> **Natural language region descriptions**
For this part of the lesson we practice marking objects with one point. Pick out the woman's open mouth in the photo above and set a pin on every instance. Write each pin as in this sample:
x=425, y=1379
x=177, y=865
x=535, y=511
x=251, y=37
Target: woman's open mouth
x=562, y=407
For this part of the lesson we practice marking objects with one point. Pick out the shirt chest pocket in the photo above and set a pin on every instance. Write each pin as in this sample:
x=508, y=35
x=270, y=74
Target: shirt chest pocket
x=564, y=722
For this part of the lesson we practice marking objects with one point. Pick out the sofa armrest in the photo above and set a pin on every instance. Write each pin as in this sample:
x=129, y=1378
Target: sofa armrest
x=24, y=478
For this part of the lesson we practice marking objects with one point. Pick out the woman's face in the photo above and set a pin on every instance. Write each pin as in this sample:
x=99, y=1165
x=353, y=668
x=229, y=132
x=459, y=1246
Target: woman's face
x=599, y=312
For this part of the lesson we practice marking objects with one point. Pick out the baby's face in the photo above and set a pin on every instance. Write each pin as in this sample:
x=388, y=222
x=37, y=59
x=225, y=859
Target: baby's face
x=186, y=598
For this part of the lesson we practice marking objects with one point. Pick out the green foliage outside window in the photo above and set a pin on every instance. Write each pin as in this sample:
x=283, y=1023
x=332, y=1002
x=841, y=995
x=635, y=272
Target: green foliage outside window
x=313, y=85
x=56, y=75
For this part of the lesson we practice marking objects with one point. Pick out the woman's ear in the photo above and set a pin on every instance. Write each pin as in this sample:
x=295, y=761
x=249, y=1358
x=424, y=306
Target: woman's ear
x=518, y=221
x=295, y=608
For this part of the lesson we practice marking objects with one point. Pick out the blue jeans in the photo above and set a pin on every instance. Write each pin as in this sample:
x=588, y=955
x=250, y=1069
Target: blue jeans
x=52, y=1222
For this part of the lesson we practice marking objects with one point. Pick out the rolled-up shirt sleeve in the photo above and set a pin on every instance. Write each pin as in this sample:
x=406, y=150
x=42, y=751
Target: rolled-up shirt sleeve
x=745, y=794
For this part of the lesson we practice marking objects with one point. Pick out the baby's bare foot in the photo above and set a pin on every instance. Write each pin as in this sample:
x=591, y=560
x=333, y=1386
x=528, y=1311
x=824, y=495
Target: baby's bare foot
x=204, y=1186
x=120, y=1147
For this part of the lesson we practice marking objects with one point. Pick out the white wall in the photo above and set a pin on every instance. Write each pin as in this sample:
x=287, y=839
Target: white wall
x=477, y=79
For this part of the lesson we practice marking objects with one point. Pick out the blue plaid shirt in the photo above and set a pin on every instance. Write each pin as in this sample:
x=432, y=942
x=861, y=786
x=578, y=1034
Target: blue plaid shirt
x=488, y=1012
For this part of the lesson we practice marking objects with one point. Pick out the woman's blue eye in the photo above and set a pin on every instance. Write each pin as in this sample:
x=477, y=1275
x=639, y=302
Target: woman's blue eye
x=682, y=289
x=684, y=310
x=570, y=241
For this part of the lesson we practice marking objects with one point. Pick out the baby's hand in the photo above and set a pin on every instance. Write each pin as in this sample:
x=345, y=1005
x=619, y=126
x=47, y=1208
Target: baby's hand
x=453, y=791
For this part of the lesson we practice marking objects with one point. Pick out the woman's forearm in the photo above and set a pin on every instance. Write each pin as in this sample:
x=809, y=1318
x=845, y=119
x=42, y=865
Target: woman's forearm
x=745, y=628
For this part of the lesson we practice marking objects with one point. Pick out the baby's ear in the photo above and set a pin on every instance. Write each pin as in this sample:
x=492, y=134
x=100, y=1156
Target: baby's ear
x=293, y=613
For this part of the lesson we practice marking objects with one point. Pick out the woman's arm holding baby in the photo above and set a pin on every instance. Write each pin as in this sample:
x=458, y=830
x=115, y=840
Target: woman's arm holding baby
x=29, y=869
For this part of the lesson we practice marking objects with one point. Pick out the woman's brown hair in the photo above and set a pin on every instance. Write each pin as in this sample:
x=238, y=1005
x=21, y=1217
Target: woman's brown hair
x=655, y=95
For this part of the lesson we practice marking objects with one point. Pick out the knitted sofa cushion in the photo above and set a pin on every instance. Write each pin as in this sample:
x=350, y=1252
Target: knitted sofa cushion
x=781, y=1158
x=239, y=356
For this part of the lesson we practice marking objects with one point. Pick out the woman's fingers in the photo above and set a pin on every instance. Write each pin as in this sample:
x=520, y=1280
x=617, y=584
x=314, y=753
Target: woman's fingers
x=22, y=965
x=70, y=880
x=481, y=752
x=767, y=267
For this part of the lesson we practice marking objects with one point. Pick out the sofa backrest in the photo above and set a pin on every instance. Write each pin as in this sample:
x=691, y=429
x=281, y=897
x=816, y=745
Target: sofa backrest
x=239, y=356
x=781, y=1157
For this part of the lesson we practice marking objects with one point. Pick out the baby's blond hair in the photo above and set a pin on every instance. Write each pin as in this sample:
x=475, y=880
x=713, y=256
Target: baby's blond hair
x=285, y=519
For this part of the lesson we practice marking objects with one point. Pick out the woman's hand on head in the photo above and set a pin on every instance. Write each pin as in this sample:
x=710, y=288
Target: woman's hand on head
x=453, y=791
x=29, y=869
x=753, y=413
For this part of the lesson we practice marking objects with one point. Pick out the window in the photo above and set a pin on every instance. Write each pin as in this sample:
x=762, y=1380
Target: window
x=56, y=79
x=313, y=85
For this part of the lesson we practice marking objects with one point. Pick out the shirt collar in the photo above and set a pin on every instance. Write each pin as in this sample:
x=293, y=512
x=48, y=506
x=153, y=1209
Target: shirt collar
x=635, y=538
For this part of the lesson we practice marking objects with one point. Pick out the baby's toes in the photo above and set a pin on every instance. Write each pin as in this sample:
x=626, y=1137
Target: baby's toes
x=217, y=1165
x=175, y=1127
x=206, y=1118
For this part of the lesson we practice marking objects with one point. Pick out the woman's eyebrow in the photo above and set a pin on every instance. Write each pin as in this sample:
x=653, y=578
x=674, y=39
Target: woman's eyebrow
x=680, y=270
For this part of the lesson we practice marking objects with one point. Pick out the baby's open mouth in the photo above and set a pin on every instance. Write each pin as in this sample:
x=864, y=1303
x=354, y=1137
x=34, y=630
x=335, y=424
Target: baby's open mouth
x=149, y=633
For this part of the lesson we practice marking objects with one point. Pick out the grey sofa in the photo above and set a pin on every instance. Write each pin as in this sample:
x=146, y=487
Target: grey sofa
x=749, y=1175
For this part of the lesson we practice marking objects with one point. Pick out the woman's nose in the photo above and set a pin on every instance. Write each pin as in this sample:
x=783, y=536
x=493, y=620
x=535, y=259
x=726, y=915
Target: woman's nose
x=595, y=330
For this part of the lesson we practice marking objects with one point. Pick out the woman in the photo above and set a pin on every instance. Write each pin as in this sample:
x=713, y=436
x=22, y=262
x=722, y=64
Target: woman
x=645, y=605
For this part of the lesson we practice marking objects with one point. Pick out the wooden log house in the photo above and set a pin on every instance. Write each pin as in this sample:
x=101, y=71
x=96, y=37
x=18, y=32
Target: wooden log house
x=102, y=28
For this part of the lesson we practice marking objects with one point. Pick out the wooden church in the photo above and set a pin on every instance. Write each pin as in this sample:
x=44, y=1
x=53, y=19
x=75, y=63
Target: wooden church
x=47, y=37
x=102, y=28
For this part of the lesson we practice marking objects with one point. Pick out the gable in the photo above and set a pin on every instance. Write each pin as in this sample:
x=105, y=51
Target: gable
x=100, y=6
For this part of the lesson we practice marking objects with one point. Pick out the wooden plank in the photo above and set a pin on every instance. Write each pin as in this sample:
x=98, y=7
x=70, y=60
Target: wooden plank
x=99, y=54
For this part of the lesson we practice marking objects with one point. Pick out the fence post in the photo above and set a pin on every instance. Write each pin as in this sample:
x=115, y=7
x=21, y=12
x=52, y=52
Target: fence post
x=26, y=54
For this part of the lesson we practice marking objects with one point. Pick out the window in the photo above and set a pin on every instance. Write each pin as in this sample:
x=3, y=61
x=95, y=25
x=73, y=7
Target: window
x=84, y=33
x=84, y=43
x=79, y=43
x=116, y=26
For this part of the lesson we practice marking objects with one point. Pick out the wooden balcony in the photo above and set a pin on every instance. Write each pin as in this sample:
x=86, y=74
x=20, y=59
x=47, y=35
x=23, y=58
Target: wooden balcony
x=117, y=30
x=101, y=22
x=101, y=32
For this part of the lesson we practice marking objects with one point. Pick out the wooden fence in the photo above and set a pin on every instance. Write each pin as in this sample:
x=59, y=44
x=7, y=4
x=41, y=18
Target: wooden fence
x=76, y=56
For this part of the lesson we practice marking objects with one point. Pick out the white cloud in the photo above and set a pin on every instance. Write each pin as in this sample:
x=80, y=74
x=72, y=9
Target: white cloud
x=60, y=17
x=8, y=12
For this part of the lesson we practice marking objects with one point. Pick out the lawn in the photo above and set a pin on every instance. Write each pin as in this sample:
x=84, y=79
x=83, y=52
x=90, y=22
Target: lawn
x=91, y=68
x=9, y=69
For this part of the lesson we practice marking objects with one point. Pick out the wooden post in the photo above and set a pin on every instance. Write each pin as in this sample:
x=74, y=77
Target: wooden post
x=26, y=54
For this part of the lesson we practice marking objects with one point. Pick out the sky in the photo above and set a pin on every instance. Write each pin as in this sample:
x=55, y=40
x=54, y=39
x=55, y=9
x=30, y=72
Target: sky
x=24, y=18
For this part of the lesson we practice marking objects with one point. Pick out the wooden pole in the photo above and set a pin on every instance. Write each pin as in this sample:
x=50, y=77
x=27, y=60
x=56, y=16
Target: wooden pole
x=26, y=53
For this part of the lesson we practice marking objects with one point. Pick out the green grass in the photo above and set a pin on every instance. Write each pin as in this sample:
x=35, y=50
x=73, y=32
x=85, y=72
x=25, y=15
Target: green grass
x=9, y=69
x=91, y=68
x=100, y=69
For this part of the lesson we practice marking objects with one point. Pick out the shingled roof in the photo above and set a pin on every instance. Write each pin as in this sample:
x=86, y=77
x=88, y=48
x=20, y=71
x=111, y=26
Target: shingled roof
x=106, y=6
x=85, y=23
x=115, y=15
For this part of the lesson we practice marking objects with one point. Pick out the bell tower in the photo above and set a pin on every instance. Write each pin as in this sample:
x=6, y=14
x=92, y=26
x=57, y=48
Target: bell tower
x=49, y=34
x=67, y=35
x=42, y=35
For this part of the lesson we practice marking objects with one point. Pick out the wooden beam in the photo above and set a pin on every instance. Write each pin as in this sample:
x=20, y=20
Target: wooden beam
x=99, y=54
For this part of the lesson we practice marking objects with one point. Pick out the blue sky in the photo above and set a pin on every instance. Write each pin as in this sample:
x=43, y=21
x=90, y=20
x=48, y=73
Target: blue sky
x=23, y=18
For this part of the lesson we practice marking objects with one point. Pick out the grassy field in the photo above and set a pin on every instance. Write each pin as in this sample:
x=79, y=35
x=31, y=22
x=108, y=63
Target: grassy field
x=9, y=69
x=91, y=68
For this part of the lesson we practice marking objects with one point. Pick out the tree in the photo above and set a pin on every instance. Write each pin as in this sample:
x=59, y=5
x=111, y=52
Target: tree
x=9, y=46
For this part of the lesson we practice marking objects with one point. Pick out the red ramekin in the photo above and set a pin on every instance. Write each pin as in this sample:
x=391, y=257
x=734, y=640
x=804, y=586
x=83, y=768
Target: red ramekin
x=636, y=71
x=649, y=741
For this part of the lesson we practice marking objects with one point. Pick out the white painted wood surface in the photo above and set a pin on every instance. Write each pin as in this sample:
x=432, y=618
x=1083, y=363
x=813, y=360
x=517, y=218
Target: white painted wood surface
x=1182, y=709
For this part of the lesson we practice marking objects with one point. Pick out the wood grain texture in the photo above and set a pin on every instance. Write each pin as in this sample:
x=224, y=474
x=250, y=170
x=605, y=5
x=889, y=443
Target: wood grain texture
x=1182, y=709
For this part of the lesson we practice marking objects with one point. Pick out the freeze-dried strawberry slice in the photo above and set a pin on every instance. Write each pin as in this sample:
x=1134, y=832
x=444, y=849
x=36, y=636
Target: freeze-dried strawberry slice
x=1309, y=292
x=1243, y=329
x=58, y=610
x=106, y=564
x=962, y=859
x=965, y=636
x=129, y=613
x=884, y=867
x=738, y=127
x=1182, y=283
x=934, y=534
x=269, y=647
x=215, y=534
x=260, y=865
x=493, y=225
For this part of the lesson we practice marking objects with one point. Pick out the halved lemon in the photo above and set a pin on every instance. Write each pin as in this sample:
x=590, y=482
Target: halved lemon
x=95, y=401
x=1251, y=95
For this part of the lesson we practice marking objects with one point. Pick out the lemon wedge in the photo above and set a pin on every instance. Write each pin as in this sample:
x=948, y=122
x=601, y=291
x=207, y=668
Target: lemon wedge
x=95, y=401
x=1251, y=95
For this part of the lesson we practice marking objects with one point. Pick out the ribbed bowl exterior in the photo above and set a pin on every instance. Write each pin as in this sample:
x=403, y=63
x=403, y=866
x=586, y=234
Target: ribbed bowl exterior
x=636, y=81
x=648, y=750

> **Instructions to follow**
From the line containing "x=813, y=360" down to the last line of the data above, copy every line exactly; leave out all other lines.

> **Answer for the task**
x=813, y=360
x=517, y=218
Target: white painted wood surface
x=1182, y=709
For this part of the lesson we practice marking objects with one point. Pick out the wood grain texture in the photo above and set a pin on every instance. Write each pin as in this sample:
x=224, y=474
x=250, y=170
x=605, y=5
x=889, y=443
Target: wood grain texture
x=1182, y=709
For this part of the lesson we practice marking objects with one point. Pick out the freeze-dried strawberry slice in the photo above and set a pin on every instance. Write each pin as in this sample:
x=1134, y=832
x=444, y=849
x=36, y=636
Target: freeze-dried strawberry slice
x=1309, y=292
x=1243, y=329
x=58, y=610
x=106, y=564
x=962, y=859
x=965, y=636
x=129, y=613
x=884, y=867
x=738, y=127
x=1182, y=283
x=934, y=534
x=269, y=647
x=215, y=534
x=260, y=865
x=493, y=225
For this part of the lesson we practice marking objects with one point. Pick out the halved lemon in the photo above and set a pin on every instance. Write each pin as in this sample:
x=590, y=482
Target: halved lemon
x=95, y=401
x=1251, y=95
For this part of the lesson we practice marking objects with one point. Pick out the lemon wedge in the photo above and set a pin on every instance. Write each pin as in this sample:
x=948, y=122
x=601, y=291
x=207, y=668
Target: lemon wedge
x=95, y=401
x=1251, y=95
For this part of the lesson we practice marking objects with one point. Pick out the ribbed bowl exterior in the photo above and set a pin on every instance. Write each pin as in this sample:
x=403, y=63
x=403, y=866
x=586, y=234
Target: ribbed bowl exterior
x=636, y=81
x=648, y=750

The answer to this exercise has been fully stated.